▶ [Text provided]

++++

And if you really want to take your branding to the next level, you can join me live in the studio audience (for free). This is an amazing way to get personal feedback on your brand and business. Click here to apply!

Brand Your Creative Business with Megan Auman of Designing an MBA on Creative Live

Four ways to attract your customers, not your peers, on Pinterest

four ways to attract your customers (not your peers) on Pinterest // via designing an mba

When I decided to focus on Pinterest as a tool for promoting my business, I made a very conscious decision. I wanted to really focus on attracting customers for my jewelry and other products, rather than my peers.

Because of all the teaching and speaking I do, it’s not surprising that many of my followers on Twitter and Instagram are fellow designers and makers. And I’m not complaining. I certainly use those spaces to promote everything I do here on Designing an MBA.

But I wanted Pinterest to be a different space. Something that would really be all about attracting the ideal customer for my jewelry.

When Pinterest first came on the scene, I know a lot of designers and makers were nervous about the platform, partly out of a fear that you would just be fueling your competitors.

“What if my images are just shared as inspiration for other designers?”

“I feel like it’s just other people looking around trying to copy my designs.”

And while there’s no way to prevent other makers from pinning your designs as inspiration (just as there’s no 100% way to keep someone else from copying you) the best way I’ve found to minimize this is to really focus on pinning for your ideal customers, rather than pinning content for your peers.

So how do you make the shift from pinning that attracts your peers and competitors to pinning for your ideal customers?

Here are four ideas to get you started:

1. Keep resources and industry stuff on secret boards.

If you started using Pinterest for mostly personal reasons, your Pinterest boards are probably filled with tips and tricks, techniques, and business ideas.

That’s the trouble with Pinterest. It’s a great place to catalog your own ideas and information, but by pinning that kind of content, you’ll just attract more of your peers and competitors.

Thankfully, now that Pinterest allows for unlimited secret boards, you can still use it as a tool to catalog anything that helps you run your business or create your products, but the outward focus can be on things that your customers are interested in.

Create secret boards for all the things you want to catalog that might not be that exciting or interesting to your ideal customer. (I have secret boards for business resources, photo styling, new collections I’m developing, recipes that aren’t aesthetically pleasing enough to make my public feed, and any other resources that don’t fit with my public brand.)

Shifting all the things that you want to remember (like techniques and business ideas) to secret boards still lets you use Pinterest as a powerful learning tool, while focusing your public boards on your ideal customer.

2. Build boards around your products in use, not in production.

In order to attract your customers on Pinterest, you need to think about the life of your products after they leave your studio. Your customer doesn’t care what kind of hammer you used to make those earrings. She cares about what she’s going to wear them with.

This doesn’t mean that every image you pin to Pinterest has to be of your products in use. (In fact, you’ll build a following faster by pinning lots of other images too.) What it means is that you should build boards around the broader use of your products.

++++

▶ [Supplied data]

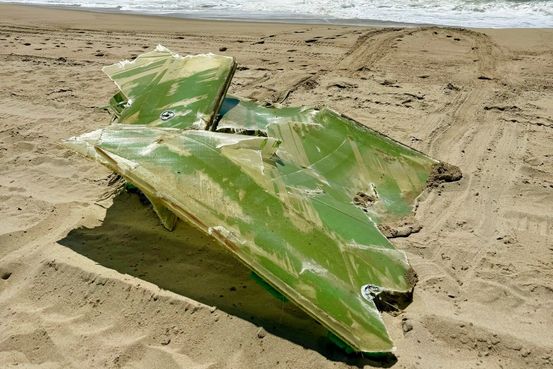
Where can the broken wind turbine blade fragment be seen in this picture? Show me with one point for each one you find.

++++

▶ [Set of tasks]
A – Quote the Pinterest article between "2. Build boards" and "of your products.", inclusive.
B – Pick up the Pinterest article after its last sentence and keep writing it.
The material bears no relation to the Pinterest article.

▶ [Answers given]
A –
2. Build boards around your products in use, not in production.

In order to attract your customers on Pinterest, you need to think about the life of your products after they leave your studio. Your customer doesn’t care what kind of hammer you used to make those earrings. She cares about what she’s going to wear them with.

This doesn’t mean that every image you pin to Pinterest has to be of your products in use. (In fact, you’ll build a following faster by pinning lots of other images too.) What it means is that you should build boards around the broader use of your products.

B –
For example, a ceramic artist could create boards for all the different ways a customer might enjoy her products. A board devoted to relaxing with a morning cup of coffee. A board full of kitchen and dining room inspiration. A board for dinner parties and entertaining. A board of soup recipes that would all look lovely in one of her bowls. Farm to table and locally sourced food. Hopefully you get the idea.

The goal is to think about the broader life of your products, and help inspire your customers to see how those products fit into their world.

3. Pin your products across multiple boards.

Just like you want to create boards that reflect multiple uses for your products, you also want to make sure that you’re pinning your products across multiple boards.

Because users have the option of only following specific boards, by relegating all your product pins to a single board title “My Products” (which is a terrible board name, if we’re being honest), a majority of your audience may never see your products.

Instead, pin your products across as many of your boards that makes sense. While this may mean creating additional product photography, it can often be as easy as writing a great description that highlights why you’re pinning that product to that board, such as “This bowl would look lovely filled with some homemade butternut squash soup for fall!”

4. Name your boards so that your customers will actually find them in search.

I mentioned that “My Products” is a terrible name for a Pinterest board. That’s because it doesn’t reflect what customers are actually searching for on Pinterest.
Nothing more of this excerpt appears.